[start]

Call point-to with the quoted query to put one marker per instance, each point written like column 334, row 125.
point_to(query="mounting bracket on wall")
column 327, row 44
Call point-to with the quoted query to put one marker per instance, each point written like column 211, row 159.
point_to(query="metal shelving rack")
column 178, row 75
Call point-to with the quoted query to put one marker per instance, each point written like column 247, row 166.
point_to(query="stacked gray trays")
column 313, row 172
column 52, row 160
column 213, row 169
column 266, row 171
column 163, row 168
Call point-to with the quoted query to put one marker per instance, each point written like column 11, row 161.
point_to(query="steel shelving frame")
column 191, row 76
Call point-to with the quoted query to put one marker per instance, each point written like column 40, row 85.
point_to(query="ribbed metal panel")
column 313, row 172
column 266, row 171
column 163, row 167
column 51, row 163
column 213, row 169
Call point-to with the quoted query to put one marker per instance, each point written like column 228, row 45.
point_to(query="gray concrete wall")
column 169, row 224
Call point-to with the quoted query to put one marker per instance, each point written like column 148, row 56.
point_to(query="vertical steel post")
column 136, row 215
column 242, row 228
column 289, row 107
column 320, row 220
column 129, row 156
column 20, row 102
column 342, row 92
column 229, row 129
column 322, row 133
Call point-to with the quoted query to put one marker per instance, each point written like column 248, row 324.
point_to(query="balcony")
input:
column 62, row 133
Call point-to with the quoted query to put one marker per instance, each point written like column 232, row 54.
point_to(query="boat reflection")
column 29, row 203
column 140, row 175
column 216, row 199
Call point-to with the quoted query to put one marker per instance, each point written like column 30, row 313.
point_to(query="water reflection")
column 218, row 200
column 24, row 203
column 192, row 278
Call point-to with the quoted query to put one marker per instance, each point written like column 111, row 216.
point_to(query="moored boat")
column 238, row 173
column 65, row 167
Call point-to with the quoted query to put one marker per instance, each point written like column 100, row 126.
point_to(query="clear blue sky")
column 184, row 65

[end]

#### [The request]
Convert all of the data above into a numbered list with one line per entry, omitting any blank lines.

#### [Answer to this exercise]
1. Call point-to with the quoted query to put one marker per instance, each point written like column 334, row 125.
2. point_to(query="mounting bracket on wall")
3. column 327, row 44
4. Call point-to with the quoted query to put one marker per instance, each point written like column 211, row 159.
5. point_to(query="metal shelving rack")
6. column 178, row 75
7. Call point-to with the quoted query to put one marker per instance, each point written like column 247, row 166.
8. point_to(query="stacked gray trays")
9. column 313, row 172
10. column 52, row 160
11. column 213, row 169
12. column 266, row 171
13. column 163, row 168
14. Call point-to with the quoted query to put one marker per instance, each point written like column 11, row 161.
15. point_to(query="steel shelving frame")
16. column 191, row 76
17. Call point-to with the quoted query to put one marker per instance, each point written like column 40, row 85.
18. point_to(query="ribbed metal panel")
19. column 313, row 172
20. column 266, row 171
21. column 163, row 167
22. column 51, row 163
23. column 213, row 169
24. Call point-to with the quoted query to put one marker per instance, each point written like column 228, row 45.
25. point_to(query="gray concrete wall")
26. column 169, row 224
27. Call point-to with the quoted query to put one marker per instance, each point written like column 148, row 56.
28. point_to(query="vertical steel post")
29. column 136, row 215
30. column 242, row 228
31. column 289, row 107
32. column 320, row 220
33. column 129, row 156
34. column 20, row 102
35. column 342, row 92
36. column 229, row 129
37. column 322, row 133
38. Call point-to with the quoted query to put one marker per instance, each point written like column 248, row 324.
39. point_to(query="balcony")
40. input:
41. column 62, row 133
42. Call point-to with the quoted query to put one marker per instance, each point written like column 232, row 54.
43. point_to(query="boat reflection")
44. column 29, row 203
45. column 140, row 175
46. column 216, row 199
47. Call point-to with the quoted query to put one marker per instance, each point written like column 30, row 313.
48. point_to(query="water reflection")
49. column 218, row 200
50. column 24, row 203
51. column 192, row 278
52. Call point-to with the quoted query to put one marker per instance, each point written like column 111, row 216.
53. point_to(query="moored boat")
54. column 238, row 173
55. column 65, row 167
56. Call point-to with the quoted query to put one marker per instance, each point written like column 100, row 126.
57. point_to(query="clear blue sky")
58. column 184, row 65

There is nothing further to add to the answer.